Boxed in by the highest inflation on record and the (assumed) impossibility of pivoting aggressively hawkish amid the most serious security threat in Europe since World War II, the ECB was expected to do nothing on Thursday. Or mostly nothing, anyway.
Recall that Christine Lagarde pivoted hawkish at February’s meeting, ostensibly setting up the first baby steps towards normalization. But Russia’s invasion of Ukraine was seen ruling out any overt nods to an accelerated pace of policy tightening.
Apparently, though, the threat of a persistent inflation overshoot (figure below) was deemed sufficiently serious to warrant a hawkish lean.
As flagged for months, net purchases under the bank’s emergency pandemic QE program (PEPP) will be wound down in March, and proceeds from maturing securities reinvested through end-2024. The new statement kept the language around the possibility of using PEPP reinvestments to support Greek bonds. “In the event of renewed market fragmentation related to the pandemic, PEPP reinvestments can be adjusted flexibly across time, asset classes and jurisdictions at any time,” the ECB reiterated.
But the hawkish “surprise” came from a formal acceleration of the time table on winding down net purchases under APP or “regular” QE, if you like. The ECB will buy €40 billion in April, €30 billion in May and €20 billion in June. After that, “the calibration of net purchases… will be data-dependent,” the statement said, adding that “if the incoming data support the expectation that the medium-term inflation outlook will not weaken even after the end of our net asset purchases, the Governing Council will conclude net purchases under the APP in the third quarter.”

(Data extract)
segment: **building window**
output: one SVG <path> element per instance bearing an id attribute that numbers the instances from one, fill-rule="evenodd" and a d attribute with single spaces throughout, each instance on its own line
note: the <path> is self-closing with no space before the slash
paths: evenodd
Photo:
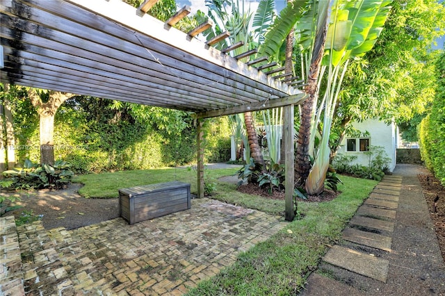
<path id="1" fill-rule="evenodd" d="M 369 151 L 369 138 L 359 140 L 360 140 L 360 151 Z"/>
<path id="2" fill-rule="evenodd" d="M 349 152 L 369 151 L 369 138 L 346 139 L 346 151 Z"/>
<path id="3" fill-rule="evenodd" d="M 348 147 L 347 151 L 357 151 L 356 143 L 357 143 L 356 139 L 346 140 L 346 146 Z"/>

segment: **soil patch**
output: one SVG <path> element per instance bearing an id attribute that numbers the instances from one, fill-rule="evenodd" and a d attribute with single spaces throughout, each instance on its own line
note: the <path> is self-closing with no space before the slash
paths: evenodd
<path id="1" fill-rule="evenodd" d="M 417 176 L 435 225 L 439 245 L 445 261 L 445 188 L 432 174 Z"/>
<path id="2" fill-rule="evenodd" d="M 16 220 L 24 213 L 32 213 L 33 216 L 42 216 L 42 223 L 46 229 L 65 227 L 73 229 L 100 223 L 119 216 L 119 199 L 86 199 L 77 190 L 81 184 L 70 184 L 67 188 L 58 190 L 47 189 L 20 192 L 20 200 L 14 204 L 22 208 L 7 213 Z M 17 195 L 17 192 L 2 192 Z"/>
<path id="3" fill-rule="evenodd" d="M 266 189 L 261 188 L 256 184 L 247 183 L 241 185 L 238 188 L 238 191 L 253 195 L 259 195 L 263 197 L 266 197 L 271 199 L 284 199 L 284 191 L 273 190 L 270 194 Z M 309 195 L 307 197 L 307 199 L 298 199 L 298 202 L 329 202 L 330 200 L 334 199 L 341 192 L 339 191 L 336 192 L 334 190 L 325 189 L 325 190 L 320 195 Z"/>

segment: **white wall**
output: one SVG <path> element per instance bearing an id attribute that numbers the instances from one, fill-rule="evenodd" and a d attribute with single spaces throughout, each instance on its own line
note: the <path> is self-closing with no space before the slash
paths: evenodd
<path id="1" fill-rule="evenodd" d="M 353 126 L 362 131 L 368 131 L 370 138 L 371 146 L 382 146 L 388 157 L 391 158 L 389 163 L 389 170 L 392 172 L 396 167 L 396 153 L 397 148 L 397 128 L 394 123 L 387 124 L 383 122 L 371 120 L 366 120 L 363 122 L 355 122 Z M 368 138 L 363 137 L 363 138 Z M 346 140 L 350 138 L 348 135 L 345 136 L 340 144 L 340 147 L 337 154 L 346 155 L 355 155 L 357 158 L 352 164 L 359 164 L 362 165 L 368 165 L 369 164 L 369 156 L 364 152 L 352 152 L 346 151 Z"/>

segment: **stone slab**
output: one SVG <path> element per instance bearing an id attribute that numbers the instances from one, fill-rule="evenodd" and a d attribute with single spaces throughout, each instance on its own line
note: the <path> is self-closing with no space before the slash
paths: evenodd
<path id="1" fill-rule="evenodd" d="M 378 216 L 391 219 L 395 219 L 396 215 L 397 214 L 397 212 L 394 210 L 375 208 L 366 204 L 360 206 L 357 213 L 362 215 Z"/>
<path id="2" fill-rule="evenodd" d="M 385 183 L 402 183 L 402 177 L 392 177 L 392 176 L 385 176 L 382 180 L 382 182 Z"/>
<path id="3" fill-rule="evenodd" d="M 391 251 L 392 238 L 372 232 L 362 231 L 353 228 L 343 231 L 343 239 L 383 251 Z"/>
<path id="4" fill-rule="evenodd" d="M 374 198 L 369 198 L 364 201 L 366 204 L 371 206 L 380 206 L 389 209 L 396 209 L 398 207 L 398 203 L 394 202 L 389 202 L 383 199 L 377 199 Z"/>
<path id="5" fill-rule="evenodd" d="M 392 187 L 395 187 L 396 188 L 402 188 L 402 183 L 401 182 L 398 182 L 398 183 L 393 183 L 393 182 L 384 182 L 384 181 L 381 181 L 380 183 L 379 183 L 378 184 L 378 186 L 392 186 Z"/>
<path id="6" fill-rule="evenodd" d="M 316 273 L 312 273 L 309 279 L 305 290 L 301 291 L 300 296 L 364 296 L 358 289 L 339 281 L 323 277 Z"/>
<path id="7" fill-rule="evenodd" d="M 383 185 L 382 183 L 377 184 L 374 190 L 375 189 L 383 189 L 387 190 L 394 190 L 400 192 L 401 187 L 400 186 L 391 186 L 391 185 Z"/>
<path id="8" fill-rule="evenodd" d="M 391 202 L 398 202 L 398 195 L 381 195 L 380 193 L 371 193 L 369 197 L 377 199 L 385 199 Z"/>
<path id="9" fill-rule="evenodd" d="M 400 190 L 391 190 L 389 189 L 381 189 L 378 188 L 374 188 L 374 190 L 373 190 L 373 192 L 382 194 L 382 195 L 400 195 Z"/>
<path id="10" fill-rule="evenodd" d="M 386 283 L 389 261 L 353 249 L 333 246 L 323 260 L 330 264 Z"/>
<path id="11" fill-rule="evenodd" d="M 389 232 L 394 232 L 395 225 L 395 223 L 391 221 L 362 216 L 355 216 L 350 221 L 350 224 Z"/>

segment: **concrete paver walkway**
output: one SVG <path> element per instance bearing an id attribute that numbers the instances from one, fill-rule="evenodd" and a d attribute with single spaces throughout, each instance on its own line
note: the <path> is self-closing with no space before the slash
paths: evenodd
<path id="1" fill-rule="evenodd" d="M 4 219 L 14 232 L 13 219 Z M 284 225 L 281 217 L 207 198 L 134 225 L 118 218 L 46 231 L 39 221 L 19 227 L 18 239 L 3 236 L 2 258 L 14 260 L 1 262 L 0 294 L 181 295 Z M 22 268 L 10 272 L 20 256 Z"/>
<path id="2" fill-rule="evenodd" d="M 398 165 L 359 208 L 302 295 L 445 295 L 445 263 L 417 178 Z"/>

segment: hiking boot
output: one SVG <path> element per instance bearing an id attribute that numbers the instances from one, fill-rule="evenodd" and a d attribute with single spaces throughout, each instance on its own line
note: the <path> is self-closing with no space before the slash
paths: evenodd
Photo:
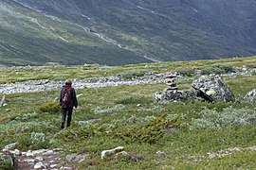
<path id="1" fill-rule="evenodd" d="M 61 128 L 64 128 L 64 122 L 62 122 Z"/>

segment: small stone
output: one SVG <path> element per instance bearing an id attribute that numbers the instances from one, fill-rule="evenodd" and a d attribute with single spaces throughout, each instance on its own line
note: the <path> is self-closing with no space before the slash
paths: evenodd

(Problems to solve)
a - Answer each question about the ECB passage from what the passage states:
(i) At which meeting did Christine Lagarde pivot hawkish?
(ii) Through when will proceeds from maturing PEPP securities be reinvested?
(iii) How much will the ECB buy under the APP in May?
b - Resume the passage on the ECB's policy meeting, picking up right after its final sentence.

(Written responses)
a -
(i) February's meeting
(ii) End-2024
(iii) €30 billion

b -
That was unambiguously hawkish in the current context. Were it not for the conflict in Ukraine, markets likely would’ve expected just such a formal pull-forward. That the ECB went ahead with it despite spiraling geopolitical tensions suggested the war didn’t alter the bank’s decision calculus when it comes to the necessity of accelerating the end of net purchases, which, you’re reminded, need to be wound down before rate hikes can commence.
The ECB also jettisoned language that suggested rates could be cut. “In light of the stagflation risk and high uncertainty, this decision gives the central bank maximum flexibility and keeps the option open for a rate hike before year-end,” ING remarked.
Italian yields surged following the announcement, rising more than 20bps, indicative of just how tenuous the situation really is in the periphery, where no one really knows what “fair value” is absent the ECB backstop. Bunds sold off too, with knock-on effects for Treasurys ahead of US CPI data. European shares extended losses.
This is a perilous time for the ECB. Clearly, the conflict raises the odds of a sustained inflation overshoot, but it also imperils the growth outlook. The new projections are so stale as to be meaningless.
The ECB did nod to Ukraine, though — in the very first sentence of the new statement, no less. “The Russian invasion of Ukraine is a watershed for Europe,” the Governing Council said, expressing “full support to the people of Ukraine.” The ECB pledged to “ensure smooth liquidity conditions” and promised to “take whatever action is needed” to fulfill its mandate and safeguard financial stability.
The problem, at present, is that the measures needed to ensure price stability may not be consistent with what’s needed to promote “stability” in a more general sense of the term.
This is anecdotal but from what I am hearing- German automobile makers are shutting down assembly lines a few days/week due to parts which are normally assembled in Ukraine, not being available.
Car prices won’t be dropping anytime soon.
I have heard a similar story from one of my sources as well, although he added that in most cases car manufacturers have diversified the sourcing, so this is only very temporary.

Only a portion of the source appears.